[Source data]

-------

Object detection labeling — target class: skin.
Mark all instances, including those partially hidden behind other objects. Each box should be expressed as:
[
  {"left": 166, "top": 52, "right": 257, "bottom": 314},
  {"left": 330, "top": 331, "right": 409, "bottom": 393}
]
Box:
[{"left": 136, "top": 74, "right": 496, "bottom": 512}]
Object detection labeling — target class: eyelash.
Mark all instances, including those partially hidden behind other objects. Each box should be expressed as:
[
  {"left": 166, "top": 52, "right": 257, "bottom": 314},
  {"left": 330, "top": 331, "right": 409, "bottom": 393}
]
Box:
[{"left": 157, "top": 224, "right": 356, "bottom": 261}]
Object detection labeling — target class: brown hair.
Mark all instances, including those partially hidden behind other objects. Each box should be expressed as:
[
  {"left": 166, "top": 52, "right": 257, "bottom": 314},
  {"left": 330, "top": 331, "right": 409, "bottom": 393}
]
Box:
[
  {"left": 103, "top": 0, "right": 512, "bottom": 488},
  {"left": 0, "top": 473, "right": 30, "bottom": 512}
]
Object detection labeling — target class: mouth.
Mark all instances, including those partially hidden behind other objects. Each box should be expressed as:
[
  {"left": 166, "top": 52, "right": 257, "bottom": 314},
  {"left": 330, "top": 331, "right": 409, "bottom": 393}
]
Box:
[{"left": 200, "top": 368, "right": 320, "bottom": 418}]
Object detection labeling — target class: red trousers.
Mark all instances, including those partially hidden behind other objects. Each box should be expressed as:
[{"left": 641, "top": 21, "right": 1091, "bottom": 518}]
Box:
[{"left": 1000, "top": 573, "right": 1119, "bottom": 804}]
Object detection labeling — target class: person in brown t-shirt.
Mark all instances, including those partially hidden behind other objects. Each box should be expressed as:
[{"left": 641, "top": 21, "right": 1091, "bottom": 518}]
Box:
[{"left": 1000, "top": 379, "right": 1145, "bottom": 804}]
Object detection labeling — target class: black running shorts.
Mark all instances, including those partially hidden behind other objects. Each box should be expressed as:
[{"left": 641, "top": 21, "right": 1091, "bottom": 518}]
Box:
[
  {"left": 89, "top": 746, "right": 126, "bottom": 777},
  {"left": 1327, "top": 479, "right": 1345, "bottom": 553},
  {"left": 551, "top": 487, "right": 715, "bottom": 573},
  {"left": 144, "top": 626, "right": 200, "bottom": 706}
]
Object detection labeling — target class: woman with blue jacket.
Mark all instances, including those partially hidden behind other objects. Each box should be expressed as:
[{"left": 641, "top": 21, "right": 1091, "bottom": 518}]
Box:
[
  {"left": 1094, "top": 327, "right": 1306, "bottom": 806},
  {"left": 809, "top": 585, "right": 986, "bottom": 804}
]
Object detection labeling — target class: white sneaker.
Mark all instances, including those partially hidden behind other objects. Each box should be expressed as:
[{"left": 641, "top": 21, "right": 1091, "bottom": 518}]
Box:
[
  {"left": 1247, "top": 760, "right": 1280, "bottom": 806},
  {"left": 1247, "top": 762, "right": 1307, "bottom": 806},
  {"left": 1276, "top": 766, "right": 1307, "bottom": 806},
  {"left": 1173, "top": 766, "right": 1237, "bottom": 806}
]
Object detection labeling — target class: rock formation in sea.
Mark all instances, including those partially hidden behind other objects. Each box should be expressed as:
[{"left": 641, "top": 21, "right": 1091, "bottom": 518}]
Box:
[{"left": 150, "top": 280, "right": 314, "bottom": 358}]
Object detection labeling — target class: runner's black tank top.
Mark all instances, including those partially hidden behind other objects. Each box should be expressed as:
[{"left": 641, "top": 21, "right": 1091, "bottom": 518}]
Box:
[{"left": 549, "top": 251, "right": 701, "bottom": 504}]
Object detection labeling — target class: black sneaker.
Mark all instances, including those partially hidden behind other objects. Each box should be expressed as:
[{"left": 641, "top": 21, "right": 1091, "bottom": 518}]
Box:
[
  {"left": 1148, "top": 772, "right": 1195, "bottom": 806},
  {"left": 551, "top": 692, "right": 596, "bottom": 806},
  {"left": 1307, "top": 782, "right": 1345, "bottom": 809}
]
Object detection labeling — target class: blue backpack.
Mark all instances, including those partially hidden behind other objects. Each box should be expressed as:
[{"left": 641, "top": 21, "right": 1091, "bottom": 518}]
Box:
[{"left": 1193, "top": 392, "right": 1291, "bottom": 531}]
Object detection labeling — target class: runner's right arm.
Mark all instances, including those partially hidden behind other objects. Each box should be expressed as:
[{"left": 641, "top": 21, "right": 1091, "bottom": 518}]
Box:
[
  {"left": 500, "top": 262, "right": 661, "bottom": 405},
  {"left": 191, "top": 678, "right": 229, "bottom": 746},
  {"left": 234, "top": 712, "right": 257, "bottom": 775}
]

-------

Rewrite the source data above as a JSON array of strings, one string per line and no entries for blank lines, covering every line of the source data.

[
  "Object detection labeling — target class: skin.",
  "Mark all instances, including those partially hidden behind other objects. Each box should be expressed as:",
  "[",
  "  {\"left\": 166, \"top\": 52, \"right\": 257, \"bottom\": 314},",
  "  {\"left\": 330, \"top\": 331, \"right\": 409, \"bottom\": 393}",
  "]",
  "Box:",
  "[{\"left\": 136, \"top\": 74, \"right\": 496, \"bottom\": 512}]",
  "Object detection labeling — target class: eyelash.",
  "Mark all instances, including those partially hidden behind other objects. Each box should be expressed as:",
  "[",
  "  {\"left\": 166, \"top\": 52, \"right\": 257, \"bottom\": 314},",
  "  {\"left\": 330, \"top\": 331, \"right\": 409, \"bottom\": 393}",
  "]",
  "Box:",
  "[{\"left\": 157, \"top\": 224, \"right\": 356, \"bottom\": 261}]",
  "Object detection labeling — target class: brown hair.",
  "Mark all instances, including those partially hidden behind other objects. Each box should be expressed as:",
  "[",
  "  {\"left\": 166, \"top\": 52, \"right\": 257, \"bottom\": 314},",
  "  {\"left\": 330, \"top\": 331, \"right\": 409, \"bottom\": 393}",
  "]",
  "Box:",
  "[",
  "  {\"left\": 103, \"top\": 0, \"right\": 512, \"bottom\": 488},",
  "  {\"left\": 0, \"top\": 473, \"right\": 30, \"bottom\": 512}",
  "]",
  "Object detection labeling — target class: mouth.",
  "Mark all instances, including those partially hidden behind other objects. Each box should be expressed as:",
  "[",
  "  {\"left\": 166, \"top\": 52, \"right\": 257, \"bottom\": 314},",
  "  {\"left\": 330, \"top\": 331, \"right\": 409, \"bottom\": 393}",
  "]",
  "Box:",
  "[{\"left\": 200, \"top\": 368, \"right\": 320, \"bottom\": 418}]",
  "Object detection labeling — target class: red trousers.",
  "Mark all instances, including those partially hidden behind other objects. Each box should be expressed as:",
  "[{\"left\": 641, \"top\": 21, \"right\": 1091, \"bottom\": 518}]",
  "Box:",
  "[{\"left\": 1000, \"top\": 573, \"right\": 1119, \"bottom\": 804}]",
  "Object detection labeling — target class: person in brown t-shirt.",
  "Mark all instances, including those partially hidden behind other objects. Each box should be expressed as:",
  "[{\"left\": 641, \"top\": 21, \"right\": 1091, \"bottom\": 518}]",
  "Box:",
  "[{\"left\": 1000, \"top\": 379, \"right\": 1145, \"bottom\": 804}]",
  "Object detection labeling — target class: black running shorts.",
  "Mark all instances, including those partially hidden behind other objects. Each box should be expressed as:",
  "[{\"left\": 641, \"top\": 21, \"right\": 1091, \"bottom\": 518}]",
  "Box:",
  "[",
  "  {\"left\": 89, \"top\": 746, \"right\": 126, \"bottom\": 777},",
  "  {\"left\": 1327, \"top\": 479, \"right\": 1345, \"bottom\": 553},",
  "  {\"left\": 551, \"top\": 487, \"right\": 715, \"bottom\": 573},",
  "  {\"left\": 144, \"top\": 626, \"right\": 200, \"bottom\": 706}",
  "]",
  "Object detection labeling — target class: woman with blue jacket.",
  "Mark all instances, including those partially hidden behind other objects. Each box should be expressed as:",
  "[{\"left\": 641, \"top\": 21, \"right\": 1091, \"bottom\": 518}]",
  "Box:",
  "[",
  "  {\"left\": 1094, \"top\": 327, \"right\": 1306, \"bottom\": 806},",
  "  {\"left\": 809, \"top\": 585, \"right\": 986, \"bottom\": 804}",
  "]",
  "Object detection labeling — target class: white sneaker.",
  "Mark all instances, including those partially hidden behind other objects. Each box should be expressed as:",
  "[{\"left\": 641, \"top\": 21, \"right\": 1091, \"bottom\": 518}]",
  "Box:",
  "[",
  "  {\"left\": 1247, \"top\": 760, \"right\": 1280, \"bottom\": 806},",
  "  {\"left\": 1247, \"top\": 762, \"right\": 1307, \"bottom\": 806},",
  "  {\"left\": 1276, \"top\": 766, \"right\": 1307, \"bottom\": 806},",
  "  {\"left\": 1173, \"top\": 766, \"right\": 1237, \"bottom\": 806}",
  "]",
  "Object detection labeling — target class: rock formation in sea.",
  "Mark all instances, including those partially hidden behind other objects. Each box should be expressed as:",
  "[{\"left\": 641, \"top\": 21, \"right\": 1091, \"bottom\": 518}]",
  "Box:",
  "[{\"left\": 150, \"top\": 280, \"right\": 314, \"bottom\": 358}]",
  "Object detection labeling — target class: runner's black tank top.",
  "Mark all instances, including those partially hidden behind other objects. Each box should be expressed as:",
  "[{\"left\": 641, \"top\": 21, \"right\": 1091, \"bottom\": 518}]",
  "Box:",
  "[{\"left\": 549, \"top\": 251, \"right\": 701, \"bottom\": 504}]",
  "Object detection labeling — target class: black sneaker.",
  "Mark all instances, including those partially hidden behind other objects. Each box should be expressed as:",
  "[{\"left\": 641, \"top\": 21, \"right\": 1091, \"bottom\": 518}]",
  "Box:",
  "[",
  "  {\"left\": 1148, \"top\": 772, \"right\": 1195, \"bottom\": 806},",
  "  {\"left\": 551, \"top\": 692, \"right\": 596, \"bottom\": 806},",
  "  {\"left\": 1307, \"top\": 782, \"right\": 1345, \"bottom\": 809}",
  "]",
  "Object detection labeling — target class: blue backpack.",
  "Mark all instances, including those partially hidden behind other objects. Each box should be expressed as:",
  "[{\"left\": 641, \"top\": 21, \"right\": 1091, \"bottom\": 518}]",
  "Box:",
  "[{\"left\": 1193, \"top\": 392, \"right\": 1291, \"bottom\": 531}]",
  "Object detection labeling — target class: runner's right arm.",
  "Mark all instances, including those partially hidden behind other objects. Each box should be expressed as:",
  "[{\"left\": 641, \"top\": 21, \"right\": 1091, \"bottom\": 518}]",
  "Box:",
  "[",
  "  {\"left\": 500, \"top\": 262, \"right\": 661, \"bottom\": 405},",
  "  {\"left\": 191, \"top\": 678, \"right\": 229, \"bottom\": 746},",
  "  {\"left\": 234, \"top\": 712, \"right\": 257, \"bottom\": 775}",
  "]"
]